Segment Start: Excerpt to read
Friday, December 17, 2010

A third world country


Tucked away safely in their comfortable offices in London, our political slime might be able to convince themselves that they are running an advanced, progressive country. But the test – or one of them – is not soaring ambitions or the rhetoric, but the capacity to secure the basics, ensuring that the nuts and bolts of society are provided and kept on track. And here, as we learn, they can't even do that.

Huhne, as climate change and energy secretary, is soooo full of himself and his energy revolution but he and his department can't even ensure that the estimated two million homes, schools and hospitals which rely on oil for their heating are going to get supplies over Christmas.

Most of these, of course, are in remote areas, where there is little choice of fuel, and as many as 60 percent of families in Northern Ireland – some 505,000 homes – are reliant on heating oil and now face rationing.
Segment End: Excerpt to read
▶ Work request A
Translate this sentence from the post about heating oil shortages into Spanish: "Most of these, of course, are in remote areas, where there is little choice of fuel, and as many as 60 percent of families in Northern Ireland – some 505,000 homes – are reliant on heating oil and now face rationing."
▶ Work request B
Extend the post about heating oil shortages with a paragraph that picks up after its final sentence.
The material after this point comes from a different source than the post about heating oil shortages.
Segment Start: Dataset entries
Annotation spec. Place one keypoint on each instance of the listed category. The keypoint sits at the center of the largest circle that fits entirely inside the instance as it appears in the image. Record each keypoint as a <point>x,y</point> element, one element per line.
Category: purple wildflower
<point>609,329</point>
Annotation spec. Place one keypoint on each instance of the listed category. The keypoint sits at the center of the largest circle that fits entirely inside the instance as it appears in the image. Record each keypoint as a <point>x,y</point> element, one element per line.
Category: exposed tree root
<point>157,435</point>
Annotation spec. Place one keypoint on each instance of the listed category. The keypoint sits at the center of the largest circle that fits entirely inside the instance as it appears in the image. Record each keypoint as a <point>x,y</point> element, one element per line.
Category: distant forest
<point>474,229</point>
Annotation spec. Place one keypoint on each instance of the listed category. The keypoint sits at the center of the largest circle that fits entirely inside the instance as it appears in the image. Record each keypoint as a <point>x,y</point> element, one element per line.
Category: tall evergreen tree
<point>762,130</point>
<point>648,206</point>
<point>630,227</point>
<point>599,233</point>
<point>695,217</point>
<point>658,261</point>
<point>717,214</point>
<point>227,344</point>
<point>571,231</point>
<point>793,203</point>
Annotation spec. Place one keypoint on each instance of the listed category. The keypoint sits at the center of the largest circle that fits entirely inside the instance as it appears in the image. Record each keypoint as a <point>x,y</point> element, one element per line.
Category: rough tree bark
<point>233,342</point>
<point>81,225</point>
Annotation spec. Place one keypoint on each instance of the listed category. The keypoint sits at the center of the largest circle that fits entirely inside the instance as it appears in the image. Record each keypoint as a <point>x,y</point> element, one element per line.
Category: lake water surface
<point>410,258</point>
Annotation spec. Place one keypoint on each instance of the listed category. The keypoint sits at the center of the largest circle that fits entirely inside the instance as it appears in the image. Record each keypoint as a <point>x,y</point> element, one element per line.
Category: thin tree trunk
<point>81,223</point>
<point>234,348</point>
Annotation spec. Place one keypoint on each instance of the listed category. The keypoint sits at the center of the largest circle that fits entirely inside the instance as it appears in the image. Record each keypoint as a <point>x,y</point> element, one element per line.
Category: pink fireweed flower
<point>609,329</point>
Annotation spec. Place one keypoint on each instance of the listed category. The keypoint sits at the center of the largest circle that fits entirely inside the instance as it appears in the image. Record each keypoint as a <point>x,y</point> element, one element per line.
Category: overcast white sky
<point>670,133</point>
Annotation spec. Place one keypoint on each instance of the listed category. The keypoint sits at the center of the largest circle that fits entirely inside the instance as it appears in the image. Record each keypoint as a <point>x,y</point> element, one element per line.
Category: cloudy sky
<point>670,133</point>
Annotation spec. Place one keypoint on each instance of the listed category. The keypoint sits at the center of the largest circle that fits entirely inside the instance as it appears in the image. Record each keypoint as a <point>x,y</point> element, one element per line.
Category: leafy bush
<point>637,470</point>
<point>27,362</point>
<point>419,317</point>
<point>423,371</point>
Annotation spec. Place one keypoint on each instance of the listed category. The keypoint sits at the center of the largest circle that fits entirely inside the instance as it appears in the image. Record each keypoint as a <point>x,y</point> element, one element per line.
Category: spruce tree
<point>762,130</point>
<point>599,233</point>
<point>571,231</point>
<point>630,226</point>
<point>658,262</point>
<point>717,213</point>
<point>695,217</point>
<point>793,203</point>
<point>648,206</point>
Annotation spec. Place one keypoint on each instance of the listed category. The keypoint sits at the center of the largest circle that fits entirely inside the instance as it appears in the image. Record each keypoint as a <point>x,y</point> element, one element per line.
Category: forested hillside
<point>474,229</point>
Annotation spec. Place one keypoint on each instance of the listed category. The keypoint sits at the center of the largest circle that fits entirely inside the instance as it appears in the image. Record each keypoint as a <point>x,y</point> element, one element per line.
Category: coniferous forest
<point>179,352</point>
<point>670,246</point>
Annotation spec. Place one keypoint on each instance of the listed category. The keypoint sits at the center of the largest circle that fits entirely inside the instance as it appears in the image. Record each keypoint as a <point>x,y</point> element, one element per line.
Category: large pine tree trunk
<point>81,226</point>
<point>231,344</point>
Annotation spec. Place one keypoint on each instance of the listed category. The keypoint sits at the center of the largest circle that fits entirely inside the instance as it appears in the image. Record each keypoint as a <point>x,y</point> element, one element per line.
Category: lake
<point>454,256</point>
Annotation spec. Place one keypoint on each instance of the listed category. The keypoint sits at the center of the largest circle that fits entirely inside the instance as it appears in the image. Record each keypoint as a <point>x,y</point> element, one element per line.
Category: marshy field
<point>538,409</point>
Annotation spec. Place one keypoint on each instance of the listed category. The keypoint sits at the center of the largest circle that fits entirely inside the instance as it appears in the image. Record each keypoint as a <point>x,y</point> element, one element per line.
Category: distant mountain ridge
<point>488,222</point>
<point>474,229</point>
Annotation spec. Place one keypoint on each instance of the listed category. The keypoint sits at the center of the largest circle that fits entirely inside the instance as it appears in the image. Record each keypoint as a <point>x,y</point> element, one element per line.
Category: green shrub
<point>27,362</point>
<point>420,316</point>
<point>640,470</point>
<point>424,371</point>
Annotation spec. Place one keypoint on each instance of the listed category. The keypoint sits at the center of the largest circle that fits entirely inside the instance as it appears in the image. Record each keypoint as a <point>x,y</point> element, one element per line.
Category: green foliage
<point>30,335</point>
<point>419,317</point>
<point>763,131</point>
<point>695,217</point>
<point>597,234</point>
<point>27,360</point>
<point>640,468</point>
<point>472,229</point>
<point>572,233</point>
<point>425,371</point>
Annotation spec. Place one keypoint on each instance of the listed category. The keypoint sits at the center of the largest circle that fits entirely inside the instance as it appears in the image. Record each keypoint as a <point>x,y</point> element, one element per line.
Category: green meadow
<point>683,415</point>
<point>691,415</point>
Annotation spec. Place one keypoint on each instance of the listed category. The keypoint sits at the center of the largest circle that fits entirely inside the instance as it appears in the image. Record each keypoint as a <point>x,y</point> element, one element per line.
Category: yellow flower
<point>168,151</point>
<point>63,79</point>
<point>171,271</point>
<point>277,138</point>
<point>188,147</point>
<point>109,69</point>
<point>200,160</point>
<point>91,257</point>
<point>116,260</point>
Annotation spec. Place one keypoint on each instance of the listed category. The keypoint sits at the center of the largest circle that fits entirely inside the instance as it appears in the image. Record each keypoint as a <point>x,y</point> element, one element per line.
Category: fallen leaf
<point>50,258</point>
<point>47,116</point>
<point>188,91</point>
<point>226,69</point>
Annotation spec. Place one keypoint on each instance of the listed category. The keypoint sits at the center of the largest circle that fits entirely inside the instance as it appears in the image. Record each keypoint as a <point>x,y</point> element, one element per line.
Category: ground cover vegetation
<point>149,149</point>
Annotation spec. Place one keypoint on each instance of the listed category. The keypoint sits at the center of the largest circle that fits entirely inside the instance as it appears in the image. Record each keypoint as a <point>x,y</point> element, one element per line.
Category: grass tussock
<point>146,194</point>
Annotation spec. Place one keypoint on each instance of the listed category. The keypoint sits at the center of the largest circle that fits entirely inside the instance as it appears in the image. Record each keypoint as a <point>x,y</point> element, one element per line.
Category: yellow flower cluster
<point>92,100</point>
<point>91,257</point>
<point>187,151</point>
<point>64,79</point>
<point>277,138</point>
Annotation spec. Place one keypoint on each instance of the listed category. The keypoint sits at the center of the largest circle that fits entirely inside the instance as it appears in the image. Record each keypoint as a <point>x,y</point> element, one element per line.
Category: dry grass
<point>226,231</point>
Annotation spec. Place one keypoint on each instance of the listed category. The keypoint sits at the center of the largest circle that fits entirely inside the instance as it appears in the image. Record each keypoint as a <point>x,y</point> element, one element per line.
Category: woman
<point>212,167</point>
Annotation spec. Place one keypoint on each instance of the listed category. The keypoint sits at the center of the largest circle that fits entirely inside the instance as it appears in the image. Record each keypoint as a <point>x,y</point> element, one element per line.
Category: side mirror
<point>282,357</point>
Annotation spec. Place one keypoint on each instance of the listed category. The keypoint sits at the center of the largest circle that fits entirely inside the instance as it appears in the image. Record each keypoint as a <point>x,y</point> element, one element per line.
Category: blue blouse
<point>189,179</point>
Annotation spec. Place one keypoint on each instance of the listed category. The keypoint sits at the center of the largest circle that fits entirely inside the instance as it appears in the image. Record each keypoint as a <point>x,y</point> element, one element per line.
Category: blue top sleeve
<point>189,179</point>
Segment End: Dataset entries
▶ Final answer A
La mayoría de estos, por supuesto, se encuentran en zonas remotas, donde hay poca opción de combustible, y hasta el 60 por ciento de las familias de Irlanda del Norte – unos 505.000 hogares – dependen del gasóleo para calefacción y ahora se enfrentan a racionamiento.

▶ Final answer B
Yet this fatuous excuse for an energy secretary is so obsessed with his plans to increase the costs of energy and deliver "low carbon" electricity that he has let a supply crisis build up under his very nose, and is completely unprepared to deal with it. This – as with so many things in modern government – is where the fault lines lie. These "clever" people are so buoyed up with their own importance and ambitions that they completely fail to address the basics.

Much of this is about ensuring that roads are cleared and properly gritted, so that delivery tankers can get through – something local authorities are manifestly failing to do. But it is also about being prepared for the unexpected and ensuring that the utilities, suppliers and users are given warnings in good time.

Possibly, though, the bigger problem is that our politicians are so self-obsessed that they do not even realise – or care – where they are going wrong. But, as their ambitions soar, through their actual endeavours they are increasingly presiding over a third world country.